**WHAT TO WORK ON**: Below are records to be copied exactly; their pictures are to be omitted.
· · · · ·
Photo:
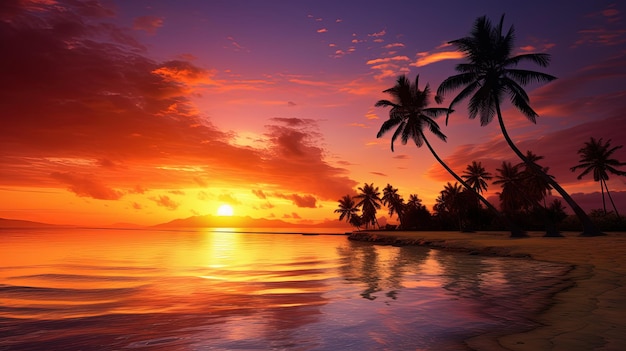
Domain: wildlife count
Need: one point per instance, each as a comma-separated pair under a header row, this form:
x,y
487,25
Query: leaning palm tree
x,y
596,156
369,197
512,196
347,209
393,201
537,188
410,114
490,75
452,201
476,176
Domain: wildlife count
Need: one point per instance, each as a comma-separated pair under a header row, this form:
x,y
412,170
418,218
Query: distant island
x,y
18,223
242,222
207,221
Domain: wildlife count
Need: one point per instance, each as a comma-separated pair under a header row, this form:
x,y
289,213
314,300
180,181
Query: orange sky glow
x,y
145,112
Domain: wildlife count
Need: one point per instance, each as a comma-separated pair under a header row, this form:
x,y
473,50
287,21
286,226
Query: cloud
x,y
304,201
183,72
165,201
259,193
228,198
298,200
149,24
426,58
87,186
107,109
389,66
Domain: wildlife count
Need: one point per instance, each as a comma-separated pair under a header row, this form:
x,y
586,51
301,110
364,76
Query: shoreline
x,y
589,314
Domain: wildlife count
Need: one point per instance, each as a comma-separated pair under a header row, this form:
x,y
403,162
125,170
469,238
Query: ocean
x,y
234,289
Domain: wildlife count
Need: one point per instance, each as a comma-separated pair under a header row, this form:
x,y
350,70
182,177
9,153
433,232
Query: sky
x,y
148,111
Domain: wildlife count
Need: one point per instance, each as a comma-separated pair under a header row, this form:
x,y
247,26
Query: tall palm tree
x,y
476,176
451,199
596,156
414,201
512,196
490,75
393,201
410,114
369,197
347,209
536,186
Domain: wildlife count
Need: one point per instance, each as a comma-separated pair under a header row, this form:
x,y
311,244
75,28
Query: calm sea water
x,y
85,289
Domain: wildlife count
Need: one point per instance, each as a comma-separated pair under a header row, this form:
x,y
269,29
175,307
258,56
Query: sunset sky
x,y
147,111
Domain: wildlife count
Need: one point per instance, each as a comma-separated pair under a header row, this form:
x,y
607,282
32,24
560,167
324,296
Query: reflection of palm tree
x,y
410,114
393,201
596,156
490,74
347,209
369,202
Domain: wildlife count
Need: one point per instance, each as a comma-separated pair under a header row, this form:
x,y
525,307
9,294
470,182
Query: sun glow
x,y
225,210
· · · · ·
**TASK OUTPUT**:
Photo:
Domain: wildlife count
Need: one point per instance, each as a comma-separated pair under a header row, this form:
x,y
487,25
Query: leaning palm tree
x,y
596,156
369,197
512,196
347,209
393,201
537,188
410,114
490,75
452,201
476,176
Domain: wildlife count
Need: one point per instance, each as a comma-separated pair under a header row, this form:
x,y
412,170
418,218
Query: distant island
x,y
18,223
242,222
207,221
Domain: wildlife count
Need: one point per instance, each as a comma-separated pair under a header row, this form:
x,y
289,213
314,300
180,181
Query: orange sky glow
x,y
145,112
Domain: wildlife count
Need: one point per instance, each as a comma-separated pair under a header row, this form:
x,y
473,50
287,21
286,226
Query: cloud
x,y
304,201
183,72
165,201
259,193
228,198
298,200
149,24
426,58
87,186
107,109
389,66
Domain: wildlife count
Need: one point per instance, each as a comma-separated pair under a header row, this form:
x,y
586,51
301,110
364,76
Query: shoreline
x,y
589,314
Domain: wildlife count
Need: one point per instance, each as a comma-separated pair under a header row, this form:
x,y
403,162
125,170
469,238
Query: ocean
x,y
234,289
Domain: wildlife count
Need: one point per instance, each as a comma-separated pair under a header row, this form:
x,y
350,70
182,177
9,153
433,232
Query: sky
x,y
148,111
Domain: wildlife count
Need: one point per instance, each as a comma-separated pair under a header row, this form:
x,y
247,26
Query: tall palm tree
x,y
476,176
451,199
596,156
414,201
512,196
490,75
393,201
410,114
369,197
347,209
536,186
Domain: wildlife count
Need: one point per instance, each as a comma-separated pair under a header row, this form:
x,y
311,244
75,28
Query: calm sea water
x,y
85,289
Domain: wildlife count
Need: one point per instance, each as a comma-separated pair under a header row, this form:
x,y
269,29
175,307
258,56
Query: sunset sky
x,y
147,111
Domain: wildlife count
Need: one point per instance, each as a comma-separated pair under a header row, this form:
x,y
607,282
32,24
560,167
324,296
Query: reflection of palm tree
x,y
410,114
393,201
596,156
490,74
347,209
369,202
Domain: wildlife count
Need: one point per instance, each as a comma-separated pair under a header row, this form:
x,y
525,307
9,294
470,182
Query: sun glow
x,y
225,210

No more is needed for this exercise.